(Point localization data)
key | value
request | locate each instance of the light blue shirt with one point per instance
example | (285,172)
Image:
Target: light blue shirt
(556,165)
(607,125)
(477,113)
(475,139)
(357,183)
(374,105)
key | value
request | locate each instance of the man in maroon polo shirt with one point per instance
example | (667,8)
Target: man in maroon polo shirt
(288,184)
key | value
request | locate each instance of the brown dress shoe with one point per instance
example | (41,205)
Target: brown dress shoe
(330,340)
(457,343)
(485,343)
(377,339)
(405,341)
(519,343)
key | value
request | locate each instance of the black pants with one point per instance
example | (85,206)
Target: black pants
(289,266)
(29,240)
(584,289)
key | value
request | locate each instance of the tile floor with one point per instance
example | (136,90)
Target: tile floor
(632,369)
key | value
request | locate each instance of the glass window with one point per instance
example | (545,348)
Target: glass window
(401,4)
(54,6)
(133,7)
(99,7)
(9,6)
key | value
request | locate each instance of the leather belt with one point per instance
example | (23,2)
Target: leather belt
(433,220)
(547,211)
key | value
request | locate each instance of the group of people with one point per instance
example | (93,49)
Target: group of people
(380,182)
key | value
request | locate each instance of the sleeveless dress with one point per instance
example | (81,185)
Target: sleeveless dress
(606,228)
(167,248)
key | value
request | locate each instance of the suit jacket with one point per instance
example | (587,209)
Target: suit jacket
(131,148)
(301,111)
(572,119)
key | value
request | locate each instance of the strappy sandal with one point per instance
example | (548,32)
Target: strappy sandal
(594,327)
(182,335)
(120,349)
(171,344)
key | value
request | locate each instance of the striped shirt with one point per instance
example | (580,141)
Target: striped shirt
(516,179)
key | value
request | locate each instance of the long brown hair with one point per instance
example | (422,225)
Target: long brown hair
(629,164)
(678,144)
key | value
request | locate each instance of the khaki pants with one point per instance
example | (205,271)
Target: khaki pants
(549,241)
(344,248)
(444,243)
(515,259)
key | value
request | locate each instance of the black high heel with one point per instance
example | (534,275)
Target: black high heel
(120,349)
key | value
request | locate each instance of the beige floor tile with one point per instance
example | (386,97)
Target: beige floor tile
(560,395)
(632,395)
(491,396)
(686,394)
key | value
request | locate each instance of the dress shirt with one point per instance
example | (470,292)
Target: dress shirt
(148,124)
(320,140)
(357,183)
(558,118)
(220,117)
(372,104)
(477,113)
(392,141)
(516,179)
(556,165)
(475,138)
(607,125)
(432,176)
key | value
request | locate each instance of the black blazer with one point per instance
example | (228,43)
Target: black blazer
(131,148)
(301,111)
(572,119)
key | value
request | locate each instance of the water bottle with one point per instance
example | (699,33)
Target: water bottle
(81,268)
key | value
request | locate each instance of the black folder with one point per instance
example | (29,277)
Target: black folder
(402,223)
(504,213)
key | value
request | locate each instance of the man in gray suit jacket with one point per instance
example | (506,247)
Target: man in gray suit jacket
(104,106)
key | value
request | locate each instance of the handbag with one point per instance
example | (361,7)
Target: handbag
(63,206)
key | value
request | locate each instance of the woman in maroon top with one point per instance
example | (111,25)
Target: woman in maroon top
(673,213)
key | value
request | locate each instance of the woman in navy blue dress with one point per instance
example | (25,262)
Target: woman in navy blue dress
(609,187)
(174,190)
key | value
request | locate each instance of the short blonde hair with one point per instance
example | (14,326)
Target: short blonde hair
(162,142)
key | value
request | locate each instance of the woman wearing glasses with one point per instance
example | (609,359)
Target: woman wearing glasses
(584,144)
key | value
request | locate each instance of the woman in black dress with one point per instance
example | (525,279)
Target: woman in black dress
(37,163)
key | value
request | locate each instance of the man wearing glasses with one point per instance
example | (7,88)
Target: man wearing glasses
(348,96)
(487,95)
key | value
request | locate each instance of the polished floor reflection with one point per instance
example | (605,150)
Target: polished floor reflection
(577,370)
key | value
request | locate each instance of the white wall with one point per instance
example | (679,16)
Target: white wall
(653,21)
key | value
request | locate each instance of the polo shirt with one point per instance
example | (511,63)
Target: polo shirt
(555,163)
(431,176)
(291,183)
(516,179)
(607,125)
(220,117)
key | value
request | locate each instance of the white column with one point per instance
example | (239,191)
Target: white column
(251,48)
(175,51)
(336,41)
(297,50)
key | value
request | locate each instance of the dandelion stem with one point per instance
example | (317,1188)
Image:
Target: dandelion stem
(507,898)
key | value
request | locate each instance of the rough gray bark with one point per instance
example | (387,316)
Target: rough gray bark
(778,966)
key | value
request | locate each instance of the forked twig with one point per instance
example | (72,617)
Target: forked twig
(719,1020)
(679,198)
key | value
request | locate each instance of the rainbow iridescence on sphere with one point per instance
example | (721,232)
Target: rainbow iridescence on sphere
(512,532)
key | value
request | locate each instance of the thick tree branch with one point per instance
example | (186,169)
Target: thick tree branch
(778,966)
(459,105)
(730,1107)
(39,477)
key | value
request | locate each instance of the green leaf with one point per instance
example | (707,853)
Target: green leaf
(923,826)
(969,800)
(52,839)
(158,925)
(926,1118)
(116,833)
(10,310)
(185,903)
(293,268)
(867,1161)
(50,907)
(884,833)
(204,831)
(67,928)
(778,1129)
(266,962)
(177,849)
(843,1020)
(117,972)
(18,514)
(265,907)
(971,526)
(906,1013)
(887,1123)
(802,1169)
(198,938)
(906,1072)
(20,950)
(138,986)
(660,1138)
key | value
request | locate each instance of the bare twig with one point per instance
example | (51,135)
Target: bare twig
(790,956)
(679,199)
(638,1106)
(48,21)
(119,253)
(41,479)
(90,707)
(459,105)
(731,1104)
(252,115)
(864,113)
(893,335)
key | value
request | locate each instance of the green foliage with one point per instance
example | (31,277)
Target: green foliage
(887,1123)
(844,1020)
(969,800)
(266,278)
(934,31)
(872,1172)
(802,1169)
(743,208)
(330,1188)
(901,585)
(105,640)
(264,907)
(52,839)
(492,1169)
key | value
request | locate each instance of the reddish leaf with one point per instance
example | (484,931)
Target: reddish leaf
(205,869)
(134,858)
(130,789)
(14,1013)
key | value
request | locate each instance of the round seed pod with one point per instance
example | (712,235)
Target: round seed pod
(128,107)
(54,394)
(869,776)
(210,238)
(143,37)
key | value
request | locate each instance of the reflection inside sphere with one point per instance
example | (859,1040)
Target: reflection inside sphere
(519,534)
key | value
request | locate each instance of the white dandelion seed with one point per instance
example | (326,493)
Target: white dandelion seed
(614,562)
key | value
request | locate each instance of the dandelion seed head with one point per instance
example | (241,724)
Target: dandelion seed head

▶ _TASK PROMPT_
Begin at the line that has "Target: thick tree branch" in the entries above; stop after the line that has "example | (31,277)". Transcribe exactly those lines and no others.

▶ _EXERCISE RESULT_
Target: thick tree branch
(778,966)
(459,105)
(730,1107)
(39,477)
key | value
request | locate each instance of the green leaf with one point per instance
example | (707,853)
Target: green leaf
(923,826)
(969,800)
(52,839)
(158,925)
(926,1118)
(116,833)
(10,310)
(185,903)
(293,268)
(867,1161)
(50,907)
(884,833)
(204,831)
(67,928)
(778,1129)
(266,962)
(177,849)
(843,1020)
(117,972)
(18,514)
(265,907)
(971,526)
(906,1013)
(887,1123)
(802,1169)
(198,938)
(906,1072)
(20,950)
(138,986)
(660,1138)
key | value
request | locate each instance of the bare twig with one point per instance
example | (51,135)
Target: bare twig
(790,956)
(679,199)
(638,1106)
(48,21)
(119,253)
(41,479)
(90,707)
(459,105)
(731,1104)
(252,115)
(864,113)
(893,335)
key | value
request | locate each instance of the green foliage with one point per instance
example | (31,277)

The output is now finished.